▶ [Given passage]:
GSPP Home Grad School GRI Home GRI Contact GRI Site Map Gallaudet University

 

RAGU SEARCH SYSTEM
Kevin Cole, Gallaudet University
January 2002


INTRODUCTION

The past several issues of the "Research at Gallaudet University" (RAGU) newsletter have been made available in Adobe Portable Document Format (PDF). Susan suggested that it would be nice to have a search engine that would allow people to search for specific articles within the newsletter. That's where this project got its start.

DECISIONS, DECISIONS

I thought about different approaches to the system and decided:
   · There would not be a lot of data per record.
   · The number of records would grow very slowly.
   · Therefore, the data entry didn't need to be fast.
   · I like cross-platform, non-proprietary solutions.
   · The system should not require any special user software.
   · All the software would reside on the server.

▶ [Stored data]:
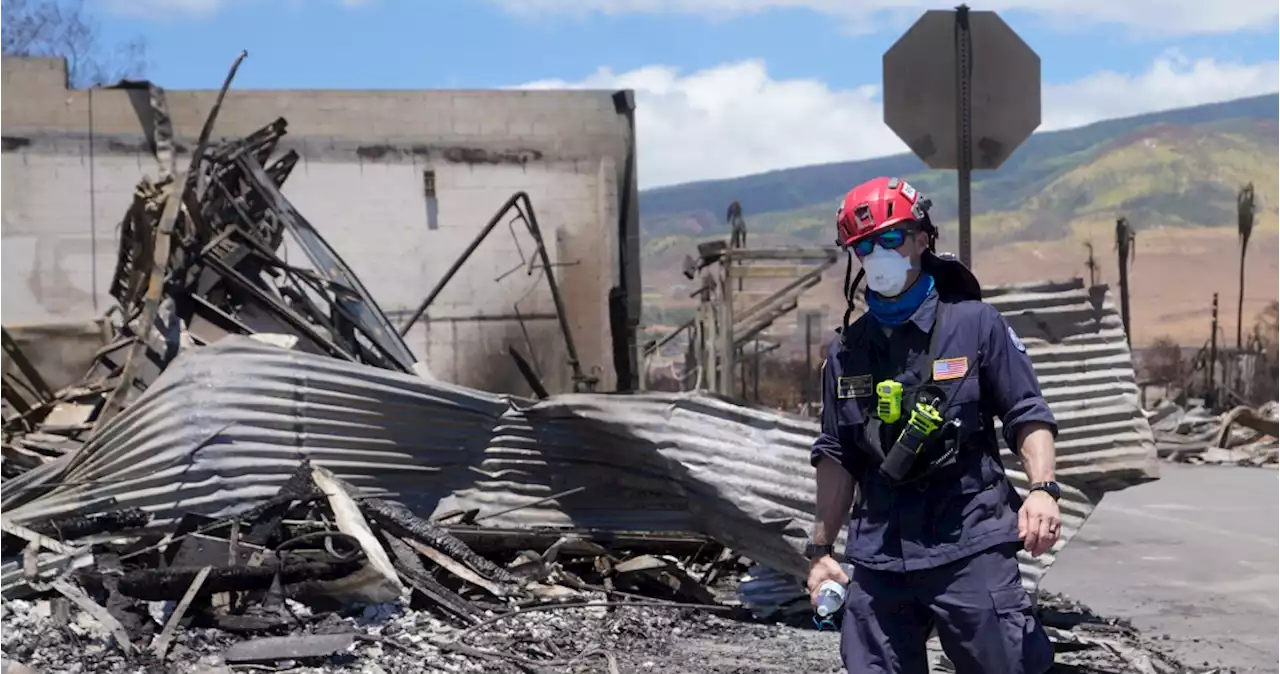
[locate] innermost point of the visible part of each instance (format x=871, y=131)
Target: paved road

▶ [Exercise tasks]:
a) Rewrite the RAGU search system page from "INTRODUCTION" up to and including "cross-platform, non-proprietary solutions.", replacing "newsletter" with "bulletin".
b) Carry on the RAGU search system page from where it stops.

▶ [Outputs for the tasks]:
a)
INTRODUCTION

The past several issues of the "Research at Gallaudet University" (RAGU) bulletin have been made available in Adobe Portable Document Format (PDF). Susan suggested that it would be nice to have a search engine that would allow people to search for specific articles within the bulletin. That's where this project got its start.

DECISIONS, DECISIONS

I thought about different approaches to the system and decided:
   · There would not be a lot of data per record.
   · The number of records would grow very slowly.
   · Therefore, the data entry didn't need to be fast.
   · I like cross-platform, non-proprietary solutions.

b)
   · I wanted to learn a new trick.

SOFTWARE

I ended up going with four components:
   · The apache web server.
   · The PostgreSQL database system.
   · The PHP embedded scripting language.
   · Python as the CGI-bin interface.

RATIONALE

Apache's a given. Something like 90% of the Internet uses apache to provide web pages to users. (This is one of the few areas that Microsoft is upset that it doesn't control). It's available for several operating systems, is free, and like so many other good tools, the source code is available, and it's highly configurable.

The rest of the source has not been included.